**BRIEF**
Rescale the stretch of the data from the start through the line containing "point(353, 411)", copying every line in that range and multiplying only the answer coordinates by 2.25, rounded to whole numbers with halves rounded up. Leave all other lines unchanged, including their sample coordinates.

[Coordinate annotation data]

━━━━━━

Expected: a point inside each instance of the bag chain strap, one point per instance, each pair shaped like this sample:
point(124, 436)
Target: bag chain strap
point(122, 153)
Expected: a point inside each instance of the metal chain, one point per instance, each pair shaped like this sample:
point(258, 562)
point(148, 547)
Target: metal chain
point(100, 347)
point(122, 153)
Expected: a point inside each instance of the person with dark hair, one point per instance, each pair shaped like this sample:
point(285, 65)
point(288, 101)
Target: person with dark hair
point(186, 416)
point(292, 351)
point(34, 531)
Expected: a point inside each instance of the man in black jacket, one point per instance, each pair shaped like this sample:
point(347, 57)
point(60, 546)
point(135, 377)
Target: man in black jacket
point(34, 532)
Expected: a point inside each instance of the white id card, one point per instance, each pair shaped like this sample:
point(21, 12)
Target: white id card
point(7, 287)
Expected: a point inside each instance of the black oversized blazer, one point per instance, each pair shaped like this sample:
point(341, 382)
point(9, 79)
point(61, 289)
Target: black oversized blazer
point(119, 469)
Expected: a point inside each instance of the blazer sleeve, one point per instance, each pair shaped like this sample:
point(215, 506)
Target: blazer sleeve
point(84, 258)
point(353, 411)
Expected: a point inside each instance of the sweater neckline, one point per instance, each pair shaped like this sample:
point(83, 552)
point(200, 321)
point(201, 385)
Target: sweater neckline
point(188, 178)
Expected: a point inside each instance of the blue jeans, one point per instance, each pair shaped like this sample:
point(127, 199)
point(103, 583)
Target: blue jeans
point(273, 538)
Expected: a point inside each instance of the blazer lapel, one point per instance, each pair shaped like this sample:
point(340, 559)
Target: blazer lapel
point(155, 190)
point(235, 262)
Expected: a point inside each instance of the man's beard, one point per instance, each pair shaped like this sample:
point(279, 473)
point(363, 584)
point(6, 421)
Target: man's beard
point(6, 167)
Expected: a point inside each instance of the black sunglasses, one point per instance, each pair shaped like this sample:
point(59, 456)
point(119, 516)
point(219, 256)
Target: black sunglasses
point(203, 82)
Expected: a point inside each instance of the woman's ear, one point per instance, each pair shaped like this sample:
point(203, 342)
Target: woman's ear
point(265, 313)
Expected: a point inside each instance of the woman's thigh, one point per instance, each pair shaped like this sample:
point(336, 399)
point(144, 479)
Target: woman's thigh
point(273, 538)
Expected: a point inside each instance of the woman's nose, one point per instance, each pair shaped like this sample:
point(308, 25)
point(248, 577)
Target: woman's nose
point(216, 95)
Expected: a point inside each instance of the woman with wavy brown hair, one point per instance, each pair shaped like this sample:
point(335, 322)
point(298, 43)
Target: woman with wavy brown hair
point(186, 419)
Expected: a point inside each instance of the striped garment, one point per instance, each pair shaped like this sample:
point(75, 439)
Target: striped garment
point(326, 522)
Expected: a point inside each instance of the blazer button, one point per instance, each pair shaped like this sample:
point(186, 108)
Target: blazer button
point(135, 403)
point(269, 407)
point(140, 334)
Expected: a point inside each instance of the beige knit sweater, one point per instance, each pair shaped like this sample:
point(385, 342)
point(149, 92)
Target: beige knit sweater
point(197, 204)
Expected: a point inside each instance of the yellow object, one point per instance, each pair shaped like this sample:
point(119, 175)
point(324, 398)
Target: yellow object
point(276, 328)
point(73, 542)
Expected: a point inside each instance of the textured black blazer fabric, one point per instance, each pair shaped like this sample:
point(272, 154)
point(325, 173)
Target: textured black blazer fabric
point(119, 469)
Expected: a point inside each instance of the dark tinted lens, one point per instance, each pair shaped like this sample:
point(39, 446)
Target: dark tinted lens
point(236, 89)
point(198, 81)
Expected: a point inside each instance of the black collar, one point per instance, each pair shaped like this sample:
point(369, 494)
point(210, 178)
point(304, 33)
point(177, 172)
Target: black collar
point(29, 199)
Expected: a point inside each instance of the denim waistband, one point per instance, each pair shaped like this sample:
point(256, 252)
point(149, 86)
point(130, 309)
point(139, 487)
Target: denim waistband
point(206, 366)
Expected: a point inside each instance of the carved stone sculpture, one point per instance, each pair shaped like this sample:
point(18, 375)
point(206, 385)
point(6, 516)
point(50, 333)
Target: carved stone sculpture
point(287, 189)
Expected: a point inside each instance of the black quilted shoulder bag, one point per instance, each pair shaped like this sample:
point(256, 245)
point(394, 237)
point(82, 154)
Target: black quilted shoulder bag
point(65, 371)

━━━━━━

**COMPLETE RESPONSE**
Expected: a point inside each instance of the bag chain strap, one point per instance, each pair shaped like this sample:
point(124, 436)
Target: bag chain strap
point(275, 344)
Expected: a point inside each instance of the metal chain, one point per instance, each pair shaped like this sample:
point(258, 562)
point(148, 547)
Target: metal chain
point(225, 781)
point(275, 344)
Expected: a point inside each instance of the person with dark hair, one point per instance, each pair shaped like this sample:
point(285, 65)
point(288, 101)
Target: person with dark hair
point(419, 936)
point(657, 790)
point(77, 1195)
Expected: a point inside each instance of the man in black jacket, one point per instance, each pair shaped like this sample:
point(347, 57)
point(60, 546)
point(135, 377)
Target: man in black jacket
point(77, 1197)
Expected: a point inside each instance of the white id card, one point per instance, each pair shaped like this sample:
point(21, 12)
Target: white id card
point(16, 646)
Expected: a point inside each instance of the black oversized blazer, one point per instance, each pair shaped like this sample:
point(341, 382)
point(9, 79)
point(61, 289)
Target: black oversized blazer
point(268, 1055)
Expected: a point inside each instance of the blazer sleeve, one point per instance, each pair shaped like this sample:
point(215, 506)
Target: blazer sleeve
point(189, 581)
point(794, 925)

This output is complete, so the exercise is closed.